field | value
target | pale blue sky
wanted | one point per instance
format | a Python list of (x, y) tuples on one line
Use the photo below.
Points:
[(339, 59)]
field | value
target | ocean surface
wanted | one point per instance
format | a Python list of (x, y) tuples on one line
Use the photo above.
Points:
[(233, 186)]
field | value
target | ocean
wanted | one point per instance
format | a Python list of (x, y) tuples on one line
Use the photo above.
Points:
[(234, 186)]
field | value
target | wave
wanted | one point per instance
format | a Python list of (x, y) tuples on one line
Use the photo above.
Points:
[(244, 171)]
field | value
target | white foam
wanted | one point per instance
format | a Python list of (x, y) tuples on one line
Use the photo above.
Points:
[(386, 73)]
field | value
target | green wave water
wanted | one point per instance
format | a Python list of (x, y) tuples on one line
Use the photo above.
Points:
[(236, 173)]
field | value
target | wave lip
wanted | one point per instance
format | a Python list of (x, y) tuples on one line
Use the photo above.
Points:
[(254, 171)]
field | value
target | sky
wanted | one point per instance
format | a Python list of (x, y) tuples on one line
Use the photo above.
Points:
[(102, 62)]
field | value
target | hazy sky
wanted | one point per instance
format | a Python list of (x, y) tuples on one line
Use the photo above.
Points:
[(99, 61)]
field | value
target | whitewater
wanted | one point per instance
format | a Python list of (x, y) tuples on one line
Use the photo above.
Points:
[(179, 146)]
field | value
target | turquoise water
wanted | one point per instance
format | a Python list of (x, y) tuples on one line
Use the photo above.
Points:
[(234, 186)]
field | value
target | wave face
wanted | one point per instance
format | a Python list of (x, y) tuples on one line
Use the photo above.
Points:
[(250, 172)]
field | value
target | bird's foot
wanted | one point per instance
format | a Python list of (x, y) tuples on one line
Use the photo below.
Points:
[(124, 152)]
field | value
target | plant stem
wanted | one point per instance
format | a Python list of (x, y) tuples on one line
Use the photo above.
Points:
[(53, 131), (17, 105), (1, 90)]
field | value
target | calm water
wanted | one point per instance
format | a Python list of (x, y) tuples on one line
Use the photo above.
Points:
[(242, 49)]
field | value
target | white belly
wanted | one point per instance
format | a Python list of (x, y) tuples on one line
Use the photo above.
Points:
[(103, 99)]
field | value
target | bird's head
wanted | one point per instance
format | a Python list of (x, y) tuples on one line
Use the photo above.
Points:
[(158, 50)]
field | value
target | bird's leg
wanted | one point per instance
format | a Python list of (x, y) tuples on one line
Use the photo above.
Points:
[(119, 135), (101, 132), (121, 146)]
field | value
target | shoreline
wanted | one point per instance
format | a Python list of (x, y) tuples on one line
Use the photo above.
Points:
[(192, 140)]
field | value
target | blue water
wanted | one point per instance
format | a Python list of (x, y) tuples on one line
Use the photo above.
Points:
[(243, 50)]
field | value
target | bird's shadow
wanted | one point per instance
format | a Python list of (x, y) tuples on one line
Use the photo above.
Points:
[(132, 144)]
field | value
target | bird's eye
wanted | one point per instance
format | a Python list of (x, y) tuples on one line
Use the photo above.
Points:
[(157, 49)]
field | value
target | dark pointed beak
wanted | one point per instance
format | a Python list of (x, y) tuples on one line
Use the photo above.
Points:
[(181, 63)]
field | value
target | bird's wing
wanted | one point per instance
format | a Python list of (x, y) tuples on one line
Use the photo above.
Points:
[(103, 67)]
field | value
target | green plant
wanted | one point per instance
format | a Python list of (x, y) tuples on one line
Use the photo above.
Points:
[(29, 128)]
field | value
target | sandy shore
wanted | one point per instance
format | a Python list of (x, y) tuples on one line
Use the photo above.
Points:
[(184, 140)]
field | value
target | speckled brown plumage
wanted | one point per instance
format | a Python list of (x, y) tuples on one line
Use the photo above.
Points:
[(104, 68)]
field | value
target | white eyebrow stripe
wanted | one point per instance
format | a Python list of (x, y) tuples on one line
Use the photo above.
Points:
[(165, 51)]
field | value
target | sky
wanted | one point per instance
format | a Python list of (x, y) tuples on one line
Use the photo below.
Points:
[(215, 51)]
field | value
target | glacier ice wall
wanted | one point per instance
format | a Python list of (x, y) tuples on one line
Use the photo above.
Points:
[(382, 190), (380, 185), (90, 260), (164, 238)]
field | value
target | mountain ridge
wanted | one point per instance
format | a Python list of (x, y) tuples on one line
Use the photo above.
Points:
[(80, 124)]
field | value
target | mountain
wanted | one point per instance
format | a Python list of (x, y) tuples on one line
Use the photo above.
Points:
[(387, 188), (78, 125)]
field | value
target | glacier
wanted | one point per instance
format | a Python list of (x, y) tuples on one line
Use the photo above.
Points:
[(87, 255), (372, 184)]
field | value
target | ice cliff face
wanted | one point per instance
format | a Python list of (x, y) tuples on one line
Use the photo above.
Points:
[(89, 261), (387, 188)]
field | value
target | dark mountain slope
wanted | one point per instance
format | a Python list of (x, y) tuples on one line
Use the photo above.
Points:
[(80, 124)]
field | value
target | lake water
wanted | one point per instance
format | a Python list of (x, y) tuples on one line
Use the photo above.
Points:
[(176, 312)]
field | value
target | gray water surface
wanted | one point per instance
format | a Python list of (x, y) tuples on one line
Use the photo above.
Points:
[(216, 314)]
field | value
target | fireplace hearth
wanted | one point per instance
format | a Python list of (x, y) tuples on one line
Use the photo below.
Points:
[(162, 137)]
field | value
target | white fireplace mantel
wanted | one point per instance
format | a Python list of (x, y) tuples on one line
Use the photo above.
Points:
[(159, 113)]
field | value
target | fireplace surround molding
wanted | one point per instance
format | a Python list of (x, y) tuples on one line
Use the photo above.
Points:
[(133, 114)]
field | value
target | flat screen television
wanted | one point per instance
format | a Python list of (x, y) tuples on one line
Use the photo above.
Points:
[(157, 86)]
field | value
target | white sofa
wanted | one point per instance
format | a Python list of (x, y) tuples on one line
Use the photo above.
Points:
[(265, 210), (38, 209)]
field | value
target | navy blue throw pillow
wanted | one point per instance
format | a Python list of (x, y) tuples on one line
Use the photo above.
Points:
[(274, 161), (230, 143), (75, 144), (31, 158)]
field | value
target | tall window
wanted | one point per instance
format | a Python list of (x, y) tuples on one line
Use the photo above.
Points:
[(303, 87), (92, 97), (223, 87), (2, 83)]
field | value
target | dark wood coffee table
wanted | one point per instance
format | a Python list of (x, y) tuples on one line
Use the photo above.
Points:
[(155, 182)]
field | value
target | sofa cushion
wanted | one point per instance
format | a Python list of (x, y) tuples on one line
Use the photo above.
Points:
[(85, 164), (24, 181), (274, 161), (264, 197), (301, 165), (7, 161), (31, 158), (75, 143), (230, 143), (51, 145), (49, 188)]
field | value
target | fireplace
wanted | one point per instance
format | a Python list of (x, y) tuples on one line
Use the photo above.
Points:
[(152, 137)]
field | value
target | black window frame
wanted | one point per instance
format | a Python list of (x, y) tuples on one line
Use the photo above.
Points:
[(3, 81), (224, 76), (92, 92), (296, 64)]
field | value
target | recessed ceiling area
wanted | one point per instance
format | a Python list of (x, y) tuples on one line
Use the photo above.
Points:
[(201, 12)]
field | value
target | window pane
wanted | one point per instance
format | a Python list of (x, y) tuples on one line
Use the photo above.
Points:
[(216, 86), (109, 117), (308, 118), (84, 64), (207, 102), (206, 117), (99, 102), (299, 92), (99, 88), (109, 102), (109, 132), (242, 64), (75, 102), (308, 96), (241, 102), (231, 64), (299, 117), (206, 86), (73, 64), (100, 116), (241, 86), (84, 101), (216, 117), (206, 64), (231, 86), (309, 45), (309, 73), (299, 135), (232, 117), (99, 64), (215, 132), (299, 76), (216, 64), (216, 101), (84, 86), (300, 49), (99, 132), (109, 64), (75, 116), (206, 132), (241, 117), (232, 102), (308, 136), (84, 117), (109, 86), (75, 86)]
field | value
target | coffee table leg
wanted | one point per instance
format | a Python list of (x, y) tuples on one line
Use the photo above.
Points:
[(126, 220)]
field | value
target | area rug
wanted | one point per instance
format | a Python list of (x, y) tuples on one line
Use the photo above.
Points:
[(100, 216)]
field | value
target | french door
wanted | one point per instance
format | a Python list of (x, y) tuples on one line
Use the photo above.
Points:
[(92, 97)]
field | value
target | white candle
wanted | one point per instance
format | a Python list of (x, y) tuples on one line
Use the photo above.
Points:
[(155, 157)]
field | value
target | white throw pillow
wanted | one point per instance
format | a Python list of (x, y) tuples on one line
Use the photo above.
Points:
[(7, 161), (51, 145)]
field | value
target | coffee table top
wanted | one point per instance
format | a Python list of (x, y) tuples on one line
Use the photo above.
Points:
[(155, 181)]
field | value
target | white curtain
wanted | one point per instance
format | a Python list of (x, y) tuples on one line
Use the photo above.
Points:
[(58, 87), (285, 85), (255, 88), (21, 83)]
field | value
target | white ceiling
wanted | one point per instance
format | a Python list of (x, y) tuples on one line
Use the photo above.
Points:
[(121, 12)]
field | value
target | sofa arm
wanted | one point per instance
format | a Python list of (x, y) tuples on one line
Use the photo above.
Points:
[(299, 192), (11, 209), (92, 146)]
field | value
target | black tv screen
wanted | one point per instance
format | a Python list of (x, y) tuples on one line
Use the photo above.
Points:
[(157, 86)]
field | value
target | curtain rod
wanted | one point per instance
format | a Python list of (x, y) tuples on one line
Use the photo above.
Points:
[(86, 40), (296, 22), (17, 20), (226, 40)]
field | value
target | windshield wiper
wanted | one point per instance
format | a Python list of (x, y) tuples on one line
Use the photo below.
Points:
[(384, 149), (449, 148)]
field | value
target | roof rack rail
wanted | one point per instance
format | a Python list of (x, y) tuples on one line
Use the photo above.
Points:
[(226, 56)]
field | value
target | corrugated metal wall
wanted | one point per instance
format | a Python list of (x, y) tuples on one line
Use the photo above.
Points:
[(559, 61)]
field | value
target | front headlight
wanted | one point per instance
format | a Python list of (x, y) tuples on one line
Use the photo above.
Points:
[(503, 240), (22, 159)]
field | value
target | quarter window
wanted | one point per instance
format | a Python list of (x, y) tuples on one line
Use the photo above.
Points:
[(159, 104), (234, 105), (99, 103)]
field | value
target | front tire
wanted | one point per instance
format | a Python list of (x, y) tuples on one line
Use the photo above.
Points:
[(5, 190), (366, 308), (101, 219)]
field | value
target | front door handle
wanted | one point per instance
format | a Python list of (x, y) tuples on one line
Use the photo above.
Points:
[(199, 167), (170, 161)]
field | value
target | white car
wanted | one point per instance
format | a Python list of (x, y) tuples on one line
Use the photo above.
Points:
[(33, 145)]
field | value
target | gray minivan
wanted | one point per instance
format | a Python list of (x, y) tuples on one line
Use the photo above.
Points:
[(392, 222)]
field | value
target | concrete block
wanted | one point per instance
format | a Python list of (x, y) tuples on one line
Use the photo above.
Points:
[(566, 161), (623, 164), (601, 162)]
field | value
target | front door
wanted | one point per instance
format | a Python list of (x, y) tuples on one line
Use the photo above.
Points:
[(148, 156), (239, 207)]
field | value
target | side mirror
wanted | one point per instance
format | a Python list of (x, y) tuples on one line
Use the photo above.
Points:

Task brief> Pick out every line above that holds the word "sofa" and copy it.

Response to this exercise>
target | white sofa
target | sofa cushion
target | sofa arm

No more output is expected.